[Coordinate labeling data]
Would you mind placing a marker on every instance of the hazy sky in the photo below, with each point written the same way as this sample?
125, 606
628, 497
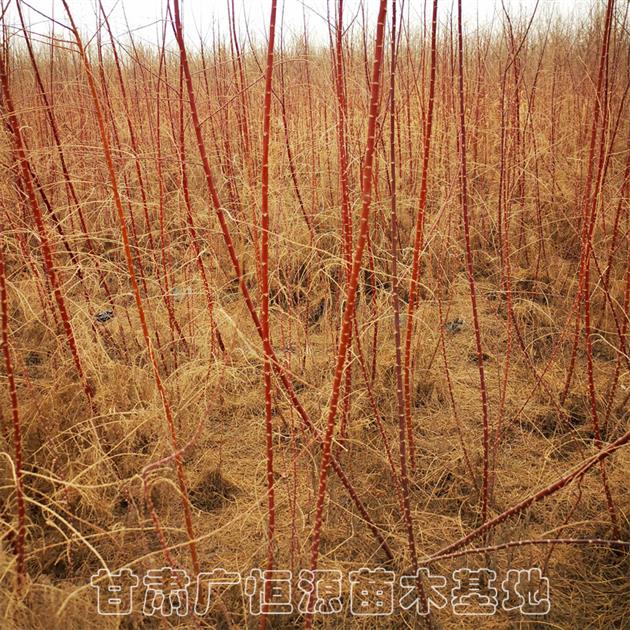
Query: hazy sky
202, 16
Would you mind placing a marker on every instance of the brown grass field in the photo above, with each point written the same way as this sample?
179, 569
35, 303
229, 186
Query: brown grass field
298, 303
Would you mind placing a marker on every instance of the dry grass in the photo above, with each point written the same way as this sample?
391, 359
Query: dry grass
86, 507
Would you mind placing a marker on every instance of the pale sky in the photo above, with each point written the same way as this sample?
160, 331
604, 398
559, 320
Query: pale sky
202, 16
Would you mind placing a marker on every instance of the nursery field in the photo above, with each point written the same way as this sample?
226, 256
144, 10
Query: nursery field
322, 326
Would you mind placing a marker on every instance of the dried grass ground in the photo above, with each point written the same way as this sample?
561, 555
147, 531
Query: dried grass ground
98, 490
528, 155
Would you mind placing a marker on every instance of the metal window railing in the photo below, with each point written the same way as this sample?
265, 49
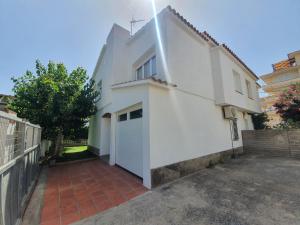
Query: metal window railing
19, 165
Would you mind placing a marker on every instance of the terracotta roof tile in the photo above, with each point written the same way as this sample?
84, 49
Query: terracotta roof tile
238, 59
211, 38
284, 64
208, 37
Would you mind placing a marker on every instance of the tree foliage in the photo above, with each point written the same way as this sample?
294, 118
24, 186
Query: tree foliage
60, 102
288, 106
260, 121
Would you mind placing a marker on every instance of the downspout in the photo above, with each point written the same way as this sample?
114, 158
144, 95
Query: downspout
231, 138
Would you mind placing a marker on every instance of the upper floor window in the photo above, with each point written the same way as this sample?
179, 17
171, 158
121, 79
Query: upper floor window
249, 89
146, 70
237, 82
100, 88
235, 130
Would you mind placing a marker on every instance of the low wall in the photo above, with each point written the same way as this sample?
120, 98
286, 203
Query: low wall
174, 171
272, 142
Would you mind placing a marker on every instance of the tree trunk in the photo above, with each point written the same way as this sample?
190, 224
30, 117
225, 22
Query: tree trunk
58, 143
==
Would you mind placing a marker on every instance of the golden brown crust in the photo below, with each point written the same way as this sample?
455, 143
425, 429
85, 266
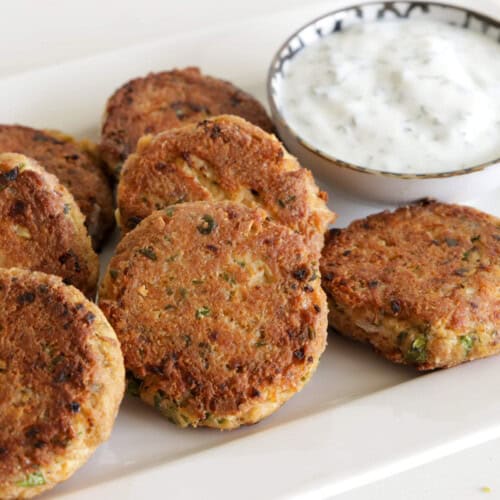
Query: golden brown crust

**Task instructions**
Pull out every row above that contains the string "window", and copy each of those rows in full. Case counts.

**Full answer**
Would you mind placing a marker on every instance of the metal window railing in the photo below, with each point written the same way as this sample?
Query: metal window railing
Would you mind placing a marker on every instance of the upper floor window in the photo above, with each point written the same way as this sample?
Query: upper floor window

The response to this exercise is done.